### Objetivo indicado a
Enumera los títulos de todas las películas que, según el texto de lectura, a Umbral no le hubieran hecho mucha gracia.

-*-*-

A Umbral le hubiera gustado también la tragicómica e inteligente ‘Una segunda madre’, de Anna Muylaert, una reflexión sobre el sistema de castas dentro de la sociedad brasileña actual, de una fina ironía al modo buñueliano, que sabe exprimir la incomodidad y la tensión en ese microclima en el que todo parece estar a punto de estallar. Y la arriesgada ‘Hablar’, del español Joaquín Oristrell, un viaje entre el teatro y el cine que transcurre en el popular barrio madrileño de Lavapiés, rodado en plano único y en continuidad, con una treintena de historias mínimas en torno al poder de la palabra para retratar la estupefacción de los españoles actuales ante la crisis. Y la atmosférica y sombría ‘El niño 44’, del cineasta sueco de origen chileno Daniel Espinosa, que describe la maldad y el abuso de poder como algo infrahumano, según el libro homónimo del británico Tom Rob Smith, aunque este novelista se empeña más en hacer una crítica del sistema soviético estalinista que en escribir un thriller de asesino en serie, en este caso la figura histórica del “carnicero de Rostov”. Sobre el mismo tema, no obstante, es más recomendable el libro de Robert Cullen, del que se hizo una muy apreciable adaptación titulada ‘Citizen X’, dirigida en 1995 por Chris Gerolmo.

Por el contrario, otro suponer, a Umbral no le hubieran hecho mucha gracia ‘Son of a gun’, del australiano Julius Avery, un tan entretenido como comercial thriller carcelario y de atracos con más de una concesión sentimentaloide; ‘Dale duro’, del israelí Etan Cohen, una tediosa sátira sobre las desigualdades que lastran la sociedad americana en la figura de un multimillonario a punto de entrar en la cárcel y un delincuente habitual que le enseña las claves de cómo sobrevivir entre rejas; ‘El mundo del mañana’, del norteamericano Brad Bird, una ficción científica tan ambiciosa como confusa, tan pueril como cándida, sobre el complicado futuro de la humanidad, en un torbellino de acción con retrocesos al pasado que cita explícitamente a Orwell, Huxley o Bradbury; ‘Campanilla y la leyenda de la bestia’ (Steve Loter), séptima entrega de la franquicia animada del hada adolescente que se iniciara en 2008, ya sin la originalidad de las previas, una pieza de consumo rápido para la clientela infantil; ‘Ahora o nunca’, de la catalana María Ripoll, una sonrojante comedia romántica coral de ritmo desenfrenado, con un guion demasiado esquemático, indefinido, convencional, entre la sal gruesa y la probable sofisticación, con el manoseado tema de las bodas y bodorrios, ya todo un subgénero facilón y previsible; ‘Negocios con resaca’, del estadounidense Ken Scott, una comedia enloquecida de empresarios, eventos de sexo fetichista, cumbres económicas mundiales e insignificancias varias; ‘Misericordia’, un poco convincente thriller policiaco dirigido por el danés Mikkel Norgaard, que une crimen y venganza a través de un inspector relegado a un departamento de casos sin resolver, según la novela de Jussi Adler Olsen ‘La mujer que arañaba las paredes’, a la que Umbral hubiera tirado directamente a la piscina.

-*-*-

### Objetivo indicado b
Reproduce sin cambios las líneas de las entradas, empezando en la que contiene "the green grass." y terminando en la que contiene "[703,96,754,168]", ambas incluidas.

-*-*-

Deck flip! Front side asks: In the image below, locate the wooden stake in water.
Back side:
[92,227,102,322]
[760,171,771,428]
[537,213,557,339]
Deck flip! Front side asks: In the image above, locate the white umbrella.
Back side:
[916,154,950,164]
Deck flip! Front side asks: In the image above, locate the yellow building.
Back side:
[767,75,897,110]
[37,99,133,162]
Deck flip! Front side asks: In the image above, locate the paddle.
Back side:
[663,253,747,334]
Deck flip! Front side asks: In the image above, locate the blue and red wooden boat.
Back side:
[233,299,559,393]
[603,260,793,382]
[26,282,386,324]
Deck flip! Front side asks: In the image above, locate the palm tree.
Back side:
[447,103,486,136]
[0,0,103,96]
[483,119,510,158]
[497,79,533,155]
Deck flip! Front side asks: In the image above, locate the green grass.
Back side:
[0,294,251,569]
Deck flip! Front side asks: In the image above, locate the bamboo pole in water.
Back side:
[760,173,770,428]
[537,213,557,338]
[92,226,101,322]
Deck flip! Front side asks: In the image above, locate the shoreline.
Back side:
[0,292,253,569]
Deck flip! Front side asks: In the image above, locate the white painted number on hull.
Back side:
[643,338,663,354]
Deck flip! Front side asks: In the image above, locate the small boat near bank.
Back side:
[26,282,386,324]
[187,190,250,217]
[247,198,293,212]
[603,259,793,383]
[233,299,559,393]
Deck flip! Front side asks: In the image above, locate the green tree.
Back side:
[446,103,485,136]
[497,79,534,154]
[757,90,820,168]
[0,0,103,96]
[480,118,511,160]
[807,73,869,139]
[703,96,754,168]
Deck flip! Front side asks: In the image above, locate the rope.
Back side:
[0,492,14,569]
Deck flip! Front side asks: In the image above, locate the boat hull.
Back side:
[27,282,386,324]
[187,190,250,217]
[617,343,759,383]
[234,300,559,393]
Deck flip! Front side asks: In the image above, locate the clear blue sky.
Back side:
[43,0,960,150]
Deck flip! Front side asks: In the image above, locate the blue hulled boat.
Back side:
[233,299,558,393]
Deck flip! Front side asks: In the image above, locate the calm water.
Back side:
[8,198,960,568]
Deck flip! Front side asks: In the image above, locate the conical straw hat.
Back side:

-*-*-

### Respuesta a
- ‘Son of a gun’
- ‘Dale duro’
- ‘El mundo del mañana’
- ‘Campanilla y la leyenda de la bestia’
- ‘Ahora o nunca’
- ‘Negocios con resaca’
- ‘Misericordia’

### Respuesta b
Deck flip! Front side asks: In the image above, locate the green grass.
Back side:
[0,294,251,569]
Deck flip! Front side asks: In the image above, locate the bamboo pole in water.
Back side:
[760,173,770,428]
[537,213,557,338]
[92,226,101,322]
Deck flip! Front side asks: In the image above, locate the shoreline.
Back side:
[0,292,253,569]
Deck flip! Front side asks: In the image above, locate the white painted number on hull.
Back side:
[643,338,663,354]
Deck flip! Front side asks: In the image above, locate the small boat near bank.
Back side:
[26,282,386,324]
[187,190,250,217]
[247,198,293,212]
[603,259,793,383]
[233,299,559,393]
Deck flip! Front side asks: In the image above, locate the green tree.
Back side:
[446,103,485,136]
[497,79,534,154]
[757,90,820,168]
[0,0,103,96]
[480,118,511,160]
[807,73,869,139]
[703,96,754,168]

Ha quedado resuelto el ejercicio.